> _Required task_:
Copy out all of the lines below word for word.

> _Supplied entries_:

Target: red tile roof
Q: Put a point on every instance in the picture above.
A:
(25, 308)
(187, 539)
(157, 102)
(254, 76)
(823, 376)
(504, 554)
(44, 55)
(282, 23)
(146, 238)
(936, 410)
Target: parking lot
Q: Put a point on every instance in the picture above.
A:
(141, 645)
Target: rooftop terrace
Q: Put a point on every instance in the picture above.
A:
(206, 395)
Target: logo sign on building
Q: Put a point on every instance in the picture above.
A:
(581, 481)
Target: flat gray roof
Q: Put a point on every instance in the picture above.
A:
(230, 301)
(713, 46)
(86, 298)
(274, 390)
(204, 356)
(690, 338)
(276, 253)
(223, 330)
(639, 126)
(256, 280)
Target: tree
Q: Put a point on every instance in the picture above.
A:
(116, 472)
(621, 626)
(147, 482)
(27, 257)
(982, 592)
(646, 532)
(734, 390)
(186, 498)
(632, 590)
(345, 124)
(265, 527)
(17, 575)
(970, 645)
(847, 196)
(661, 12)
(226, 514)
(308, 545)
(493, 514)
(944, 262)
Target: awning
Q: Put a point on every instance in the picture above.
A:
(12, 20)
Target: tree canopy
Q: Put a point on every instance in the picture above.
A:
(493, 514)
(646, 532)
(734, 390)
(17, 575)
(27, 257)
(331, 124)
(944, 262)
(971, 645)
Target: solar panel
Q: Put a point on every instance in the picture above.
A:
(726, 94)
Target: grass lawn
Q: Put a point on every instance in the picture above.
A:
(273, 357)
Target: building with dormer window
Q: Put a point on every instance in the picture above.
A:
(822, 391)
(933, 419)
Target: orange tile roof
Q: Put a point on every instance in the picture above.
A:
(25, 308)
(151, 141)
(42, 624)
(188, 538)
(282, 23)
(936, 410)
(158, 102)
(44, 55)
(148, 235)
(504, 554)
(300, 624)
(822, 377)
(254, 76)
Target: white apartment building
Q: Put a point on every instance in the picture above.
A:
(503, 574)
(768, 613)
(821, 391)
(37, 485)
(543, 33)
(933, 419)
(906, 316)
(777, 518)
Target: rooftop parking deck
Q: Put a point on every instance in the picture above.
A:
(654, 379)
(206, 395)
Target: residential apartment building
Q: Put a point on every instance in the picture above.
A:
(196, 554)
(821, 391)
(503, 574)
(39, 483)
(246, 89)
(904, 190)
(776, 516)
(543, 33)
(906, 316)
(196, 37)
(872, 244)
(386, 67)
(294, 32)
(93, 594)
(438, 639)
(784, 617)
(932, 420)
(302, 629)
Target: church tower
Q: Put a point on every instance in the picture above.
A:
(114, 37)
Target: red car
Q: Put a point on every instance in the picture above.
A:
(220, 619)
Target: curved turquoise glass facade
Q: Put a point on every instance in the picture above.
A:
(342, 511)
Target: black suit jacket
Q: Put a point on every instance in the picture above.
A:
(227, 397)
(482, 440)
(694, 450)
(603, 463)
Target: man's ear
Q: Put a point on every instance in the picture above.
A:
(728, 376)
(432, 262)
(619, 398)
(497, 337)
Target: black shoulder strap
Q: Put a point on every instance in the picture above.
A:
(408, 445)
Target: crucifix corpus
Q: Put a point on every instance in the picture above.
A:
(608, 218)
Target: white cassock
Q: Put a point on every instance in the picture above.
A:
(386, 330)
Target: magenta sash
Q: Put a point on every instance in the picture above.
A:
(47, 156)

> _Written answer_:
Target: red tile roof
Q: Put a point on every instance in the picture above.
A:
(25, 308)
(187, 539)
(157, 102)
(254, 76)
(823, 376)
(504, 554)
(44, 55)
(282, 23)
(146, 238)
(936, 410)
Target: parking lot
Q: Put a point on every instance in the picture above.
A:
(141, 645)
Target: rooftop terrace
Q: Put a point on every instance in the picture above.
A:
(206, 395)
Target: logo sign on building
Q: Put a point on every instance in the picture above.
A:
(581, 481)
Target: flat gray roof
Q: Put a point on every instance in the picture above.
A:
(230, 301)
(713, 46)
(86, 298)
(274, 390)
(204, 356)
(690, 338)
(276, 253)
(223, 330)
(639, 126)
(256, 280)
Target: tree
Q: Put a point on every instance in the picture above.
A:
(116, 472)
(621, 626)
(147, 482)
(27, 257)
(982, 592)
(646, 532)
(734, 390)
(186, 498)
(632, 590)
(345, 124)
(265, 527)
(17, 575)
(970, 645)
(847, 196)
(661, 12)
(226, 514)
(308, 545)
(493, 514)
(944, 262)
Target: awning
Q: Put a point on every instance in the picture above.
A:
(12, 20)
Target: tree canopy
Q: Put a point on every instance in the picture above.
A:
(493, 514)
(646, 532)
(734, 390)
(17, 575)
(27, 257)
(331, 124)
(944, 262)
(971, 645)
Target: solar panel
Q: Put a point on every instance in the picture above.
A:
(726, 94)
Target: grass lawn
Q: Put a point on every instance in the picture above.
A:
(273, 357)
Target: building with dormer window
Q: Put a point on every instance in the picture above.
A:
(822, 391)
(933, 419)
Target: orange tile roof
Q: Put a point on every instance in the picture above.
A:
(25, 308)
(151, 141)
(42, 624)
(188, 538)
(282, 23)
(936, 410)
(158, 102)
(44, 55)
(148, 235)
(504, 554)
(300, 624)
(822, 377)
(254, 76)
Target: white apartment building
Q: Put a point on every instance in the picture above.
A:
(503, 574)
(768, 613)
(821, 391)
(37, 485)
(543, 33)
(933, 419)
(906, 316)
(777, 518)
Target: rooftop parking deck
Q: Put a point on every instance in the picture above.
A:
(654, 379)
(206, 395)
Target: residential apartment building
Q: Put a point on every instance in the picture above.
A:
(196, 554)
(821, 391)
(503, 574)
(39, 483)
(246, 89)
(904, 190)
(776, 516)
(543, 33)
(906, 316)
(196, 37)
(872, 244)
(386, 67)
(294, 32)
(93, 594)
(438, 639)
(784, 617)
(932, 420)
(302, 629)
Target: church tower
Q: Put a point on every instance in the picture above.
A:
(114, 37)
Target: red car
Q: Put a point on every instance in the picture above.
A:
(220, 619)
Target: curved turquoise glass facade
Q: Put a point on every instance in the picture above.
A:
(342, 511)
Target: black suit jacket
Q: Put a point on every instance in the picture above.
A:
(227, 397)
(482, 440)
(694, 450)
(603, 463)
Target: man's ear
Q: Put a point on every instance in the picture above.
A:
(728, 376)
(432, 262)
(619, 398)
(497, 337)
Target: black shoulder strap
Q: Put a point on every instance in the picture above.
A:
(408, 445)
Target: crucifix corpus
Q: Put a point on every instance in the picture above.
A:
(608, 218)
Target: white cassock
Q: Put a point on every instance in the picture above.
A:
(386, 330)
Target: magenta sash
Q: Put a point on every instance in the picture above.
A:
(47, 156)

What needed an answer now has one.